Task to complete – Recast the rows below as a two-column CSV headed text and answer, with one line per row: put each row's text in one quoted field and its answer in the other, turning line breaks into spaces.

Information given –
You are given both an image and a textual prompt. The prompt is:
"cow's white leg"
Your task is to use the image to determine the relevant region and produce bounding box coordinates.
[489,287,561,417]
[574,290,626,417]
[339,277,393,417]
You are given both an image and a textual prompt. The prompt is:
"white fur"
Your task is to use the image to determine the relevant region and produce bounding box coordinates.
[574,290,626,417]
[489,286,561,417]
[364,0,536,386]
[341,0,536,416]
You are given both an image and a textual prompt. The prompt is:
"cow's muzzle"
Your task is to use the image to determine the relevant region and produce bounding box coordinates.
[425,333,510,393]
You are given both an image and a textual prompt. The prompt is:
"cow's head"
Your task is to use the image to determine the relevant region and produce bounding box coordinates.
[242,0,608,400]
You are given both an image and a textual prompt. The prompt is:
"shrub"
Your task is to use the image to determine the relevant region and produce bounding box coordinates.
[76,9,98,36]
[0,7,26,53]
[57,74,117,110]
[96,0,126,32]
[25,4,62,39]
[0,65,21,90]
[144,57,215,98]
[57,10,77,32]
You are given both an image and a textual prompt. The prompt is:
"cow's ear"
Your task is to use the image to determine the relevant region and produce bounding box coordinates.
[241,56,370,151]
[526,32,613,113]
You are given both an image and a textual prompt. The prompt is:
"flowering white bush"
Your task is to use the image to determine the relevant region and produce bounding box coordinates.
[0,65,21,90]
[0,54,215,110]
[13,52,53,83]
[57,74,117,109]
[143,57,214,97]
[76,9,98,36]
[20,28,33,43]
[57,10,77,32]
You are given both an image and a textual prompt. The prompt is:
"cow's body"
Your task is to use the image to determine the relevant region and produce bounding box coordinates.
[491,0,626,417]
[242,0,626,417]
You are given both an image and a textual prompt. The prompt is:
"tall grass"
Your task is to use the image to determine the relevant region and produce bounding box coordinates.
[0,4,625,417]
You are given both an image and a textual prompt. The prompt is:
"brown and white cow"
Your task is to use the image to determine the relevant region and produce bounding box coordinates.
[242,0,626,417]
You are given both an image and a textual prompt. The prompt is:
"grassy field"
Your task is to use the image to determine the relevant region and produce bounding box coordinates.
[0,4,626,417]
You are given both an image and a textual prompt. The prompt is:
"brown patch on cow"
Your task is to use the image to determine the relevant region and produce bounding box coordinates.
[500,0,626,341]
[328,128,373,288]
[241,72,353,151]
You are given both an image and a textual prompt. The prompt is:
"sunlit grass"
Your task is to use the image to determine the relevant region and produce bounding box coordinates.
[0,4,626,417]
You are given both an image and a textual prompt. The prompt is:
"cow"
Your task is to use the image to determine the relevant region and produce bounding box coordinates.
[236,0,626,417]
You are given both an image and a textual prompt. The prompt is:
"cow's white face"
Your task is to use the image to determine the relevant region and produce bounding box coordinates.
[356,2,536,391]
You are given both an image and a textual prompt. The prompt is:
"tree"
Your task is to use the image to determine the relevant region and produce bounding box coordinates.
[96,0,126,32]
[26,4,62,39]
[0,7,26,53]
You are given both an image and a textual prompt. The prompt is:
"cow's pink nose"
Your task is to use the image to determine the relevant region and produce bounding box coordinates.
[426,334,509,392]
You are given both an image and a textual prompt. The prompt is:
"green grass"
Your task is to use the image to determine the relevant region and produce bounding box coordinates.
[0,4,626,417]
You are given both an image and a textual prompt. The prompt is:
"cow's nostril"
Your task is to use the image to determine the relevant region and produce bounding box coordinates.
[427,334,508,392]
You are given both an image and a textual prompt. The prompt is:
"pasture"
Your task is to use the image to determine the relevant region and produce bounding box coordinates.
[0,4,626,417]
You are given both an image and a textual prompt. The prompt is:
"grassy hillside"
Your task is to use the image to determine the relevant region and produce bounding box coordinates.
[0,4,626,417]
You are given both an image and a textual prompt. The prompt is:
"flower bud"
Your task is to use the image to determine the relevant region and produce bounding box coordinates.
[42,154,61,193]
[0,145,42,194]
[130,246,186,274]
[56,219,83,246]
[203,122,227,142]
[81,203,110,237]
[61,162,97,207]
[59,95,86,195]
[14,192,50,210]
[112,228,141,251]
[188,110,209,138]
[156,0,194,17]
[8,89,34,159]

Completed exercise –
text,answer
"You are given both an image and a textual prompt. The prompt is: ""cow's white leg"" Your task is to use the image to determine the relevant region and produce bounding box coordinates.","[489,287,561,417] [574,290,626,417] [339,277,393,417]"
"You are given both an image and a textual prompt. The prompt is: ""white fur"" Your task is to use the image to determine the relevant region and produce bounding box coordinates.","[574,290,626,417] [489,286,561,417] [364,0,536,386] [341,0,536,416]"
"You are given both an image and a textual prompt. The prompt is: ""cow's muzzle"" Your task is to use the image to determine the relevant region and produce bounding box coordinates.","[425,333,510,393]"
"You are given both an image and a textual prompt. The prompt is: ""cow's head"" Your task is to use the image to determine the relevant region and produce bounding box coordinates.","[242,0,608,400]"
"You are given both an image and a textual prompt. The prompt is: ""shrub"" Your task is to use the image to determine the relevant region and produce bounding box coordinates.","[76,9,98,36] [0,7,26,53] [57,74,117,110] [96,0,126,32] [25,4,62,39] [0,65,21,90] [144,57,215,98] [57,10,77,32]"
"You are given both an image and a textual prompt. The prompt is: ""cow's ear"" Your task is to use the image to determine the relevant region and produce bounding box coordinates.","[241,56,370,151] [526,32,613,113]"
"You are given both an image and a textual prompt. The prompt is: ""flowering white bush"" Your task is to use the image to determine the relevant region and produce bounding box coordinates.","[0,65,21,90] [0,54,215,110] [13,52,53,83] [57,74,117,109] [143,57,214,97] [76,9,98,36] [20,28,33,43] [57,10,77,32]"
"You are given both an image and a textual prompt. The prompt is: ""cow's body"" Your task is to use the image to determine the relevant region and produce bounding box coordinates.","[491,0,626,417] [242,0,626,417]"
"You are given both an image and a textual prompt. The prompt is: ""tall grass"" Your task is to use the image to determine the relevant region and produce bounding box coordinates.","[0,4,625,417]"
"You are given both an image and a textual prompt. The prompt is: ""brown and white cow"" Your task is to use the image to determine the relevant region and produce bounding box coordinates.","[242,0,626,417]"
"You are given both an image and a textual prompt. The prompt is: ""grassy field"" Your task is to use the image to determine the relevant region and produce bounding box coordinates.","[0,4,626,417]"
"You are given both an image and a textual prompt. The prompt is: ""brown patch on cow"" Your task is to use the image to determine the relevant region and produce bounding box coordinates.","[500,0,626,341] [328,128,373,288] [241,72,353,151]"
"You are given both an image and a textual prompt. The prompt is: ""sunlit grass"" Your task is to use the image to determine the relevant region and produce bounding box coordinates.","[0,4,626,417]"
"You are given both an image and a textual prompt. The prompt is: ""cow"" Your task is to use the image to determine the relevant region and produce bounding box coordinates.","[236,0,626,417]"
"You are given both an image and a textual prompt. The prompt is: ""cow's white face"" Your task is to use the image to determine the relevant region and produce bounding box coordinates.","[356,2,536,391]"
"You are given both an image and a textual prompt. The prompt is: ""tree"" Your task is to use the image to determine the relevant region and produce bounding box coordinates.","[96,0,126,32] [26,4,62,39] [0,7,26,53]"
"You are given both an image and a textual prompt. The prompt is: ""cow's pink nose"" Your task is to use the image to determine the relevant region and produce bounding box coordinates.","[426,334,509,392]"
"You are given both an image and a textual prompt. The prompt is: ""green grass"" Your task is to use the image to determine the relevant region and produce bounding box coordinates.","[0,4,626,417]"
"You are given both an image and a textual prompt. The prompt is: ""cow's nostril"" Your task is to use the image to determine the relevant region and produce bounding box coordinates.","[427,334,508,392]"
"You are given both an image and a textual prompt. The prompt is: ""pasture"" Your task is to use the image to determine the relevant region and produce bounding box coordinates.","[0,4,626,417]"
"You are given both an image and a textual prompt. The prompt is: ""grassy hillside"" Your task is to use the image to determine the relevant region and produce bounding box coordinates.","[0,4,626,417]"
"You are given both an image and a textual prompt. The prompt is: ""flower bud"" Your task is to use the image to determine the relevant region and produce bounding box coordinates.","[42,154,61,193] [0,145,42,194] [130,246,186,274] [56,219,83,246] [203,122,227,142] [81,203,110,237] [61,162,97,207] [59,95,86,195] [14,192,50,210] [112,228,141,251] [188,110,209,138] [156,0,194,17] [8,89,34,159]"